◆ **TEXT**:
──────────────────────────────
Friday, April 3, 2009

Just A Schema Dreama

I love alliteration. In fact, I recently created the first Alliteration Poetry Slam in the program in which I teach, which was pretty enthusiastically received by students and staff. So when I read Debbie Miller’s nugget of wisdom related to explicit modeling in Reading With Meaning (Stenhouse, 2002)—“proper planning prevents poor performance”—it pressed the on-button of my schema, my background knowledge, to make a meaningful connection. “Explicit modeling requires thoughtful planning,” she writes. We’ve all winged it at times in our storied teaching careers, but do not attempt this approach when it comes to modeling our thinking for our very impressionable students. She couldn’t be more right on the money. These are the years during which we as teachers have a fantastic opportunity to imprint our kids with thinking strategies that will last a lifetime. We’ve got the chance before us to mold their pathways of thought by modeling ours. Is this wing-it time? Heck no.

I love Miller’s comparison of book shopping to clothes shopping. Talk about tapping into my glorified schema of retail therapy. If we don’t select books intelligently – meaning yes, we’ve got to try them on to be sure we can make authentic connections with them – then they’re sure to remain the books that sit on our shelves with stiff, intact spines and pristine pages. Unopened, unused, undiscovered, unloved. I'm describing the books, but we might also use these words to describe the minds of the children we’re being paid to shape. Interesting.
──────────────────────────────
◆ **DATA SECTION**:
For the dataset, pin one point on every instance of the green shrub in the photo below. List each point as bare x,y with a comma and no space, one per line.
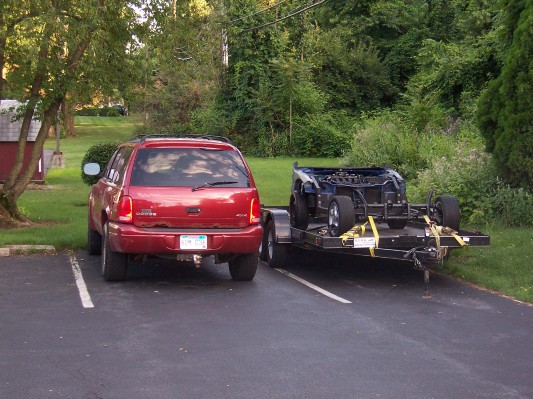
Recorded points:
104,111
321,135
468,175
385,140
512,206
99,153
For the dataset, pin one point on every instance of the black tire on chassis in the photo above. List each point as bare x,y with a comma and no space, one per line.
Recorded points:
94,240
448,212
397,223
299,211
114,264
243,266
275,253
341,215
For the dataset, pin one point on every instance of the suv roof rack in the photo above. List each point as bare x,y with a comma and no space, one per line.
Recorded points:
144,136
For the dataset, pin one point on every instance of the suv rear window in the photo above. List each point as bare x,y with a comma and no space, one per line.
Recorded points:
188,167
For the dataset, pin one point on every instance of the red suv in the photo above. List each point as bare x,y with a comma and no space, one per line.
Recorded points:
185,198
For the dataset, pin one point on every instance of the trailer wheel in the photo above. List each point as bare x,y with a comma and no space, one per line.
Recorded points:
299,211
94,241
276,253
243,267
341,215
448,213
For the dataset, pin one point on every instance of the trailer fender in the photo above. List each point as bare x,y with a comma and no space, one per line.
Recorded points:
282,224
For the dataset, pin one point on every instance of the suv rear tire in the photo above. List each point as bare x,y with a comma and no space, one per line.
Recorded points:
243,267
299,210
341,215
114,264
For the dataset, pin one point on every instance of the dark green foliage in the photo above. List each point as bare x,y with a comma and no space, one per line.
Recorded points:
505,109
99,153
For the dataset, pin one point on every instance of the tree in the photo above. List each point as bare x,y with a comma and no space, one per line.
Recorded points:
48,49
505,116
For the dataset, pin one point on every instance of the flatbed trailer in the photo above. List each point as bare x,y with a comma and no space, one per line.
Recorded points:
423,244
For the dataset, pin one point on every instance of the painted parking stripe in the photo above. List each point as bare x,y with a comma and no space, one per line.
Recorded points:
80,283
314,287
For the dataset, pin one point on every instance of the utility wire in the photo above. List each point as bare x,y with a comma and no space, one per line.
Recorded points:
313,5
258,12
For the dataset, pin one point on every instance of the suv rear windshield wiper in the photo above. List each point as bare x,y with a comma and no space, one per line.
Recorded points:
212,184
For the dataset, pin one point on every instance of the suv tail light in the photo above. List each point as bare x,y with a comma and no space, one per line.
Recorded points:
125,209
255,211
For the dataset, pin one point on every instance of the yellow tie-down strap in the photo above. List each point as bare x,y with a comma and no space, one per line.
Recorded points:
359,231
437,231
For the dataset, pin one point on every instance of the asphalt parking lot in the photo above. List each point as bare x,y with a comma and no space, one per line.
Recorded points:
324,327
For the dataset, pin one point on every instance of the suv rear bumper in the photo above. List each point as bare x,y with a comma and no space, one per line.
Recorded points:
128,238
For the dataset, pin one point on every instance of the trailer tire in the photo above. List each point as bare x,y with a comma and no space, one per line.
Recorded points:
341,215
243,267
299,210
276,254
448,212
──────────────────────────────
◆ **EXERCISE TASKS**:
- a) Reproduce the passage of the post from "I love Miller’s" up to and including "to shape. Interesting.".
- b) List every word beginning with "un" that the post uses to describe books left sitting on shelves.
Rely on the post alone, not on the items.

◆ **RESULTS IN ORDER**:
- a)
I love Miller’s comparison of book shopping to clothes shopping. Talk about tapping into my glorified schema of retail therapy. If we don’t select books intelligently – meaning yes, we’ve got to try them on to be sure we can make authentic connections with them – then they’re sure to remain the books that sit on our shelves with stiff, intact spines and pristine pages. Unopened, unused, undiscovered, unloved. I'm describing the books, but we might also use these words to describe the minds of the children we’re being paid to shape. Interesting.

- b) Unopened, unused, undiscovered, unloved